__What needs to be done__:
Take from the records below each line that holds "Every".

__Input records__:
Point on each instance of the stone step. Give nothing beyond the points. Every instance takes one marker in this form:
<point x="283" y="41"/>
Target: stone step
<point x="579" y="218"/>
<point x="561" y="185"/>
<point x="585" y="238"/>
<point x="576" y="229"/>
* * *
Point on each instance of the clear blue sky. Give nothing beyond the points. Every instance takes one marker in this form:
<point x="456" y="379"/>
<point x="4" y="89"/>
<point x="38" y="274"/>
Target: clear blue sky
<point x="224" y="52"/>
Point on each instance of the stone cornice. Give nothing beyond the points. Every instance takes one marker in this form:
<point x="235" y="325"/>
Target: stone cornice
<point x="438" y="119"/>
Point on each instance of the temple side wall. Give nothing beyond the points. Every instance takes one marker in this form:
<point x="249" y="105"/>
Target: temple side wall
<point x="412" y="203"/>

__Solution__:
Point on each instance of the stone step. Give nothing beyond the points. Every instance takes one marker in this form:
Point on each instance of the clear blue sky. Give nothing beyond the points. Every instance takes one marker in this form:
Point on each instance of the stone cornice. Give nothing beyond the points. Every instance takes one marker in this form:
Point on each instance of the temple side wall. Give nothing beyond the points. Every instance takes one marker in this form:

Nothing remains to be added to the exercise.